■ **Prompt**:
From the entries below, copy every line that has the word "noun".

Dataset entries
*** Block opens ***

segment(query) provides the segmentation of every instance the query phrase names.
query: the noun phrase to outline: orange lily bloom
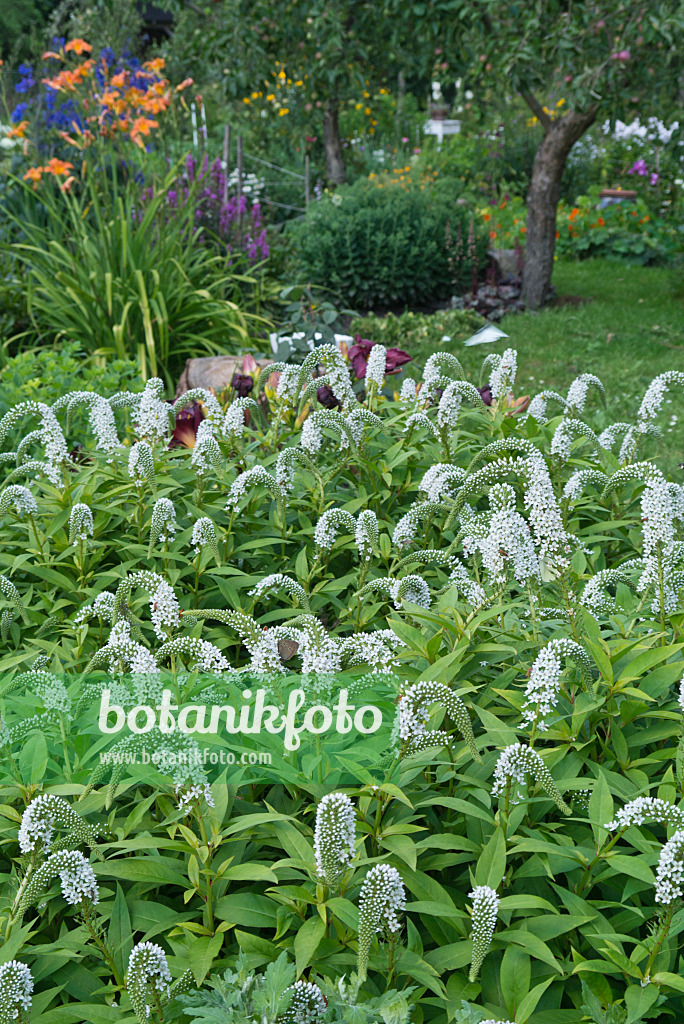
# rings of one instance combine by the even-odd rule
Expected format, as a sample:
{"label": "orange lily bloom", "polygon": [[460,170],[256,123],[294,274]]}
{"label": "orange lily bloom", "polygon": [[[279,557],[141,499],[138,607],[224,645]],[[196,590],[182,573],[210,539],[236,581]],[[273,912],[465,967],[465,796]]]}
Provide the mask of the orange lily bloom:
{"label": "orange lily bloom", "polygon": [[184,78],[183,81],[180,83],[180,85],[176,86],[176,92],[182,92],[183,89],[188,89],[193,84],[194,84],[194,79],[192,79],[192,78]]}
{"label": "orange lily bloom", "polygon": [[80,57],[82,53],[92,53],[93,48],[85,39],[71,39],[64,47],[65,53],[76,53]]}
{"label": "orange lily bloom", "polygon": [[71,186],[73,185],[73,183],[75,181],[76,181],[76,178],[73,176],[73,174],[70,174],[69,177],[67,178],[67,180],[63,181],[62,184],[59,186],[60,190],[62,192],[71,192]]}
{"label": "orange lily bloom", "polygon": [[38,188],[38,182],[43,177],[42,167],[29,167],[28,171],[24,175],[24,181],[32,181],[33,187]]}
{"label": "orange lily bloom", "polygon": [[10,128],[7,132],[8,139],[23,139],[26,137],[26,129],[29,126],[28,121],[20,121],[19,124],[15,124],[14,128]]}
{"label": "orange lily bloom", "polygon": [[73,169],[74,165],[70,164],[68,160],[60,160],[56,156],[53,156],[52,160],[48,160],[47,165],[43,168],[46,174],[54,174],[56,177],[68,174]]}
{"label": "orange lily bloom", "polygon": [[146,60],[143,67],[148,71],[162,71],[166,67],[166,61],[163,57],[155,57],[154,60]]}
{"label": "orange lily bloom", "polygon": [[41,60],[63,60],[64,58],[62,57],[61,54],[55,53],[53,50],[46,50],[45,53],[43,54],[43,56],[40,59]]}
{"label": "orange lily bloom", "polygon": [[142,136],[149,135],[151,128],[158,127],[158,121],[153,121],[149,117],[136,117],[131,129],[131,141],[135,142],[136,146],[140,146],[141,149],[144,149],[145,143],[142,140]]}

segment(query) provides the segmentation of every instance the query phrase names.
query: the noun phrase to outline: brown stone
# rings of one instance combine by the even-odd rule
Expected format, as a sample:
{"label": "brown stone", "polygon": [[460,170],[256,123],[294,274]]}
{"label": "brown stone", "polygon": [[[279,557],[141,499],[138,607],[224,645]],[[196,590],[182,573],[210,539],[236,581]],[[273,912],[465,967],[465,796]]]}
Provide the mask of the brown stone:
{"label": "brown stone", "polygon": [[[188,359],[176,385],[176,398],[192,388],[207,388],[219,395],[227,388],[235,373],[242,366],[241,355],[237,356],[201,356]],[[262,368],[272,363],[272,359],[257,359]]]}

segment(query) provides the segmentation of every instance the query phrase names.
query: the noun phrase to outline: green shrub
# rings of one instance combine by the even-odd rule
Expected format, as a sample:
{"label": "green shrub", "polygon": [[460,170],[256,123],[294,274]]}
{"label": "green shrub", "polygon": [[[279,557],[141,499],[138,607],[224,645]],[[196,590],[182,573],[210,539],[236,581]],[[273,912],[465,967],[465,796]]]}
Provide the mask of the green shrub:
{"label": "green shrub", "polygon": [[[469,217],[457,199],[449,182],[429,187],[377,178],[340,188],[293,228],[300,277],[361,310],[448,299],[470,284],[486,248],[479,236],[468,252]],[[461,247],[453,272],[449,235]]]}
{"label": "green shrub", "polygon": [[[417,351],[451,350],[453,342],[465,341],[483,325],[482,317],[472,310],[445,309],[430,314],[402,313],[395,316],[389,313],[383,317],[359,317],[352,320],[349,331],[385,348],[404,349],[414,357]],[[407,370],[411,372],[410,366]]]}

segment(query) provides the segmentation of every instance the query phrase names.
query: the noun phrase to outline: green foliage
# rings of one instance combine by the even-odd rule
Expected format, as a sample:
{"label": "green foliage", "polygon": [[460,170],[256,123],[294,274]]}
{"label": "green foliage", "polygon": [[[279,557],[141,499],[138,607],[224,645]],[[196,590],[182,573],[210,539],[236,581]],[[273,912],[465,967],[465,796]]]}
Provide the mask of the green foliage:
{"label": "green foliage", "polygon": [[[394,400],[371,386],[359,402],[341,357],[318,350],[288,369],[280,395],[270,375],[257,381],[265,387],[252,394],[265,397],[248,424],[244,406],[229,407],[225,425],[217,400],[195,392],[188,400],[201,399],[214,425],[220,457],[211,464],[202,434],[192,453],[168,448],[169,408],[156,384],[142,399],[93,405],[97,430],[109,422],[106,405],[122,443],[107,434],[109,447],[98,449],[89,435],[77,461],[67,458],[71,417],[89,408],[88,396],[3,419],[7,476],[26,483],[36,507],[16,491],[4,506],[0,927],[6,956],[33,971],[37,1021],[131,1020],[133,991],[138,1017],[146,1003],[158,1024],[172,979],[164,1020],[277,1021],[292,965],[327,999],[322,1024],[406,1024],[409,1012],[434,1024],[682,1015],[681,901],[659,910],[655,884],[684,794],[681,489],[648,462],[646,435],[622,458],[645,464],[615,476],[619,446],[595,452],[583,435],[569,450],[560,444],[563,402],[548,422],[538,410],[513,415],[506,359],[508,384],[488,408],[454,410],[460,392],[448,374],[459,367],[443,354],[414,396],[407,388]],[[323,411],[311,377],[319,361],[343,412],[304,419],[307,403]],[[490,356],[485,375],[502,372]],[[681,376],[660,383],[675,394]],[[595,423],[594,392],[585,410],[576,392],[567,415]],[[664,421],[653,408],[659,394],[653,422]],[[621,418],[636,425],[643,414],[634,403]],[[17,455],[9,438],[20,428]],[[143,439],[153,482],[131,475],[132,444]],[[580,470],[592,475],[578,493],[566,485]],[[614,477],[605,491],[592,482],[599,473]],[[173,502],[176,529],[167,518],[150,544],[160,499]],[[70,543],[72,510],[84,504],[92,536],[81,517]],[[495,508],[518,519],[487,547],[480,542],[502,527]],[[360,530],[362,514],[377,534]],[[220,564],[193,536],[205,517]],[[530,556],[525,582],[519,545]],[[618,574],[598,607],[587,587],[606,569],[634,589]],[[361,600],[381,581],[389,595],[380,588]],[[563,655],[555,675],[554,651]],[[117,687],[113,703],[157,703],[163,662],[179,703],[233,704],[258,669],[285,702],[305,658],[332,670],[294,676],[312,702],[320,687],[337,697],[340,668],[350,667],[390,722],[401,697],[394,735],[353,737],[344,750],[310,738],[299,752],[272,735],[252,745],[232,736],[236,760],[211,780],[195,777],[195,790],[184,778],[180,793],[167,771],[99,759],[93,709],[105,682]],[[84,679],[93,660],[111,671]],[[224,674],[228,665],[249,672]],[[542,723],[534,708],[544,693]],[[167,742],[156,733],[134,740],[119,752]],[[248,750],[272,760],[240,762]],[[316,804],[335,788],[352,801],[356,828],[336,890],[319,875],[313,835]],[[60,815],[34,849],[24,829],[20,853],[18,827],[41,789],[64,795],[84,825]],[[646,796],[663,801],[667,820],[644,813],[623,827],[625,805]],[[77,847],[81,858],[61,855]],[[98,901],[68,903],[55,880],[45,905],[24,916],[31,879],[57,852],[50,867],[86,871],[90,858]],[[372,937],[360,985],[359,897],[383,864],[398,872],[407,902],[398,929]],[[480,885],[495,891],[496,921],[471,983],[470,893]],[[131,987],[126,965],[143,942],[159,946],[148,953],[160,973]],[[199,993],[181,1009],[187,969]],[[159,1008],[147,999],[155,991]]]}
{"label": "green foliage", "polygon": [[[300,274],[340,292],[359,309],[427,304],[470,284],[484,262],[484,239],[468,250],[469,221],[449,185],[432,191],[359,180],[309,208],[296,227]],[[460,238],[456,277],[447,232]]]}
{"label": "green foliage", "polygon": [[77,342],[32,349],[8,359],[0,372],[0,415],[26,399],[52,405],[67,391],[142,391],[137,364],[111,359],[104,366],[84,356]]}
{"label": "green foliage", "polygon": [[[402,313],[395,316],[366,316],[352,320],[350,331],[362,338],[384,345],[401,348],[409,353],[436,352],[454,348],[483,326],[477,313],[463,309],[447,309],[437,313]],[[408,367],[410,371],[410,367]]]}
{"label": "green foliage", "polygon": [[143,380],[163,374],[168,382],[190,356],[247,344],[250,317],[237,303],[250,282],[198,244],[192,201],[165,216],[174,180],[172,171],[142,213],[130,180],[91,174],[80,194],[45,189],[46,221],[22,222],[23,240],[12,247],[39,341],[132,358]]}

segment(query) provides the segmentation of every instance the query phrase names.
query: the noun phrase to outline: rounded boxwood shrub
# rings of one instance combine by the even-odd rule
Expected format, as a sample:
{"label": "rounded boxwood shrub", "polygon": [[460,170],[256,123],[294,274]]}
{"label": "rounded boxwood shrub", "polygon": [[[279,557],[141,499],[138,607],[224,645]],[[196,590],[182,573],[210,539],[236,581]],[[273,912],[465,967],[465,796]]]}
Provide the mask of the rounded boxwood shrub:
{"label": "rounded boxwood shrub", "polygon": [[[486,244],[453,184],[366,178],[309,208],[293,230],[299,269],[361,310],[423,306],[470,286]],[[475,228],[472,228],[474,231]]]}

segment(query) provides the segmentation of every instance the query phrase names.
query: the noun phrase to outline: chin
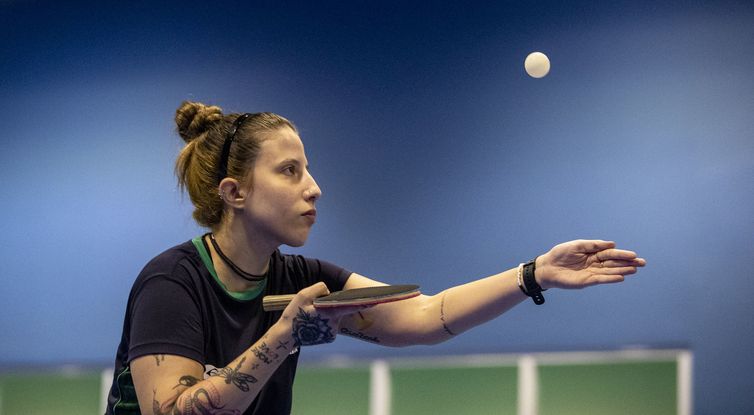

*** Block closes ***

■ **Expected answer**:
query: the noun phrase to outline: orange lily bloom
query: the noun phrase to outline: brown stone
query: the noun phrase to outline: green shrub
query: the noun phrase to outline: green foliage
query: the noun phrase to outline: rounded boxwood shrub
query: the noun phrase to outline: chin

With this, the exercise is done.